>> START Record excerpts

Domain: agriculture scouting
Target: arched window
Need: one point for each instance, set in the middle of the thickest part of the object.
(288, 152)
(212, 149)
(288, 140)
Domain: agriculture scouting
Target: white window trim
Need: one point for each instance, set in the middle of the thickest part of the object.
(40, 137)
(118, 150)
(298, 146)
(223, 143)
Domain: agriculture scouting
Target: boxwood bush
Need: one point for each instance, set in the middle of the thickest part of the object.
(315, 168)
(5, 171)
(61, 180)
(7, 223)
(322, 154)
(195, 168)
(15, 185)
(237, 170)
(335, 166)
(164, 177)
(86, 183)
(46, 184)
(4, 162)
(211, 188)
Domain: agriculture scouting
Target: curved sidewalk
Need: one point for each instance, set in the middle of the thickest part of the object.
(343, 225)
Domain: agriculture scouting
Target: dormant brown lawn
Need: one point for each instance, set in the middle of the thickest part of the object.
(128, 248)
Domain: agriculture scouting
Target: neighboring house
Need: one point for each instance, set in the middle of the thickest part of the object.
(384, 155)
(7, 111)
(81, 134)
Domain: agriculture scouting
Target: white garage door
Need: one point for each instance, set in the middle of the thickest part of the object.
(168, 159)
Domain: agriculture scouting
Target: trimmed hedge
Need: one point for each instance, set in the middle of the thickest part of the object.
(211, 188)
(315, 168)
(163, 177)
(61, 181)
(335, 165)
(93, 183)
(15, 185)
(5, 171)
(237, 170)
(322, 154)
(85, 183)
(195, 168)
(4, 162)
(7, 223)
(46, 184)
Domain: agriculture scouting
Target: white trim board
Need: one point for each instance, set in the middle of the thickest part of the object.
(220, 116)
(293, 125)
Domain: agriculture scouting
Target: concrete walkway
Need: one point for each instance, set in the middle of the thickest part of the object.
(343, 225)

>> END Record excerpts

From the preceding material, extract every line exactly.

Domain: agriculture scouting
Target: arched window
Need: one point for each instance, set in the middle of the thickest part of the object.
(288, 152)
(212, 149)
(288, 140)
Domain: agriculture scouting
Target: white window trim
Need: one point for each instance, set in the middle of the thickest part of the object.
(40, 137)
(118, 150)
(298, 146)
(223, 143)
Domain: agriculture scouting
Target: boxwood bush
Need: one point for each instance, set in the middle of the thickest part of the object.
(315, 168)
(5, 171)
(61, 180)
(7, 223)
(322, 154)
(195, 168)
(15, 185)
(237, 170)
(335, 166)
(164, 177)
(86, 183)
(46, 184)
(4, 162)
(211, 188)
Domain: agriculture scouting
Target: curved sidewalk
Need: one point for each instance, set in the middle of the thickest part of the object.
(343, 225)
Domain: agriculture scouting
Target: dormant brown lawn
Need: one point for each instance, set in the middle of the thickest part of the object.
(128, 248)
Domain: agriculture scouting
Target: neighboring house
Need: one point for each instance, set in the middle of the thickest part of the object.
(384, 155)
(7, 111)
(81, 134)
Domain: agriculture scouting
Target: white garage door
Need: one point for each instance, set in the middle of the thickest part of the object.
(168, 159)
Domain: agriculture scouting
Target: trimmed hedge
Need: one point for each instance, set in the middle of the thickest part of the object.
(211, 188)
(315, 168)
(163, 177)
(61, 181)
(335, 165)
(93, 183)
(15, 185)
(5, 171)
(237, 170)
(322, 154)
(85, 183)
(195, 168)
(4, 162)
(7, 223)
(46, 184)
Domain: agriculture scouting
Target: white trim board
Need: one point for each instance, set in the middle of the thickest part of the object.
(220, 116)
(293, 125)
Domain: agriculture scouting
Target: concrete walkway
Need: one point for each instance, set in the middle of the thickest part of the object.
(343, 225)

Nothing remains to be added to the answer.